> YOUR OBJECTIVE: Locate every line in the listing that contains the word "white" and copy each such line in full. Matching is case-sensitive.

— BEGIN MATERIAL SUPPLIED —

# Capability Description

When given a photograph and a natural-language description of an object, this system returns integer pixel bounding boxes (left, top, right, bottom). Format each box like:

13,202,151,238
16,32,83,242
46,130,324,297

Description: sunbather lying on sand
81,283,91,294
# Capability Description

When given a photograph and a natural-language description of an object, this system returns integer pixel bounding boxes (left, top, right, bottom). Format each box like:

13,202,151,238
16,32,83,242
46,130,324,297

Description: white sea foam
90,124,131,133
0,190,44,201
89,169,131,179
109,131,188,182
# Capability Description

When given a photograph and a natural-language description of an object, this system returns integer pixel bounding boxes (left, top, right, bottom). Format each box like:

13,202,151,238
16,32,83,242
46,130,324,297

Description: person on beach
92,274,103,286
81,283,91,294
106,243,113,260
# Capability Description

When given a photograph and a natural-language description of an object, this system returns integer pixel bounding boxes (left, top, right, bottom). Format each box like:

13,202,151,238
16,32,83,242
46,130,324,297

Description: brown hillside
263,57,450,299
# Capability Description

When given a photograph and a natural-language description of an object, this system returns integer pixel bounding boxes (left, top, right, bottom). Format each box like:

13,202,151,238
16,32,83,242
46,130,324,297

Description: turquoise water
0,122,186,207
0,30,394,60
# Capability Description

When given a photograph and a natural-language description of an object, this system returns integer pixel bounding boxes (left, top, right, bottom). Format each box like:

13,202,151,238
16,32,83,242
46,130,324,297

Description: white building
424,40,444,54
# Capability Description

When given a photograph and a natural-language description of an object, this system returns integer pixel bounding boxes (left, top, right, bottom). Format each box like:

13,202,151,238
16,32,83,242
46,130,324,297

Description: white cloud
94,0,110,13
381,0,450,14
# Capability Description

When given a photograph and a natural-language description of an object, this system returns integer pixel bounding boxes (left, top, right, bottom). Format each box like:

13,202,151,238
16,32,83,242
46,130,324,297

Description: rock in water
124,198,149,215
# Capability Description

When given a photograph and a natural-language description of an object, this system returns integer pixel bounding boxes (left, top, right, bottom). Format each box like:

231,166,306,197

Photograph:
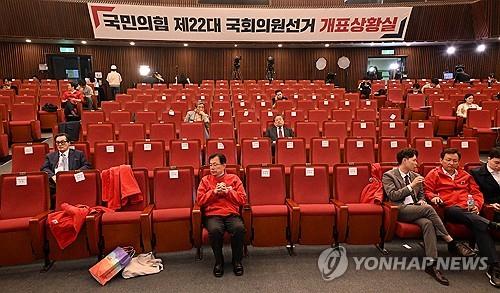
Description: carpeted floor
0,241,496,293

— END MATERIAL SUPPLIED —
— BEGIN MATERIAL SUPPLIED —

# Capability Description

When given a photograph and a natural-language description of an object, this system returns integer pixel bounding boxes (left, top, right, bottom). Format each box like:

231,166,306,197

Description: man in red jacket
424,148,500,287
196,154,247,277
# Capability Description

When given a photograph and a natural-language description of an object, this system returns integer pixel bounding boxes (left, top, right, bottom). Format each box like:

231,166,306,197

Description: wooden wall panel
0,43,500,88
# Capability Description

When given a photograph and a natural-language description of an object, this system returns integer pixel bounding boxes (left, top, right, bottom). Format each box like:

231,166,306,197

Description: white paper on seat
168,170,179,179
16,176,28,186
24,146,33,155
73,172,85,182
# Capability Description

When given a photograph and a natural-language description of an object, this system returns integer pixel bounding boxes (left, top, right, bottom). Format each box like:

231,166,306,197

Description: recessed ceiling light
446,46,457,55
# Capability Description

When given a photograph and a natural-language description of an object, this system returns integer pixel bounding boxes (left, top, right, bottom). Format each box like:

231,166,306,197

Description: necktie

— END MATERIAL SUPPLIED —
— BEGIN MATERIAL SUPPLIED —

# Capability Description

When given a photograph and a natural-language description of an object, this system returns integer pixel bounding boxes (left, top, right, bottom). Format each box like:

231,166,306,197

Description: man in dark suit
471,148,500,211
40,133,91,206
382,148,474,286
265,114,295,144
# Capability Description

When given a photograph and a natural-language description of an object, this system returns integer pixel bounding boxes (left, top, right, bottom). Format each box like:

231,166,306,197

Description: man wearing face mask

— END MATERIAL SUPPLIED —

> EXERCISE RESULT:
Description: white sea foam
Description: white building
Description: white cloud
Description: white paper on seat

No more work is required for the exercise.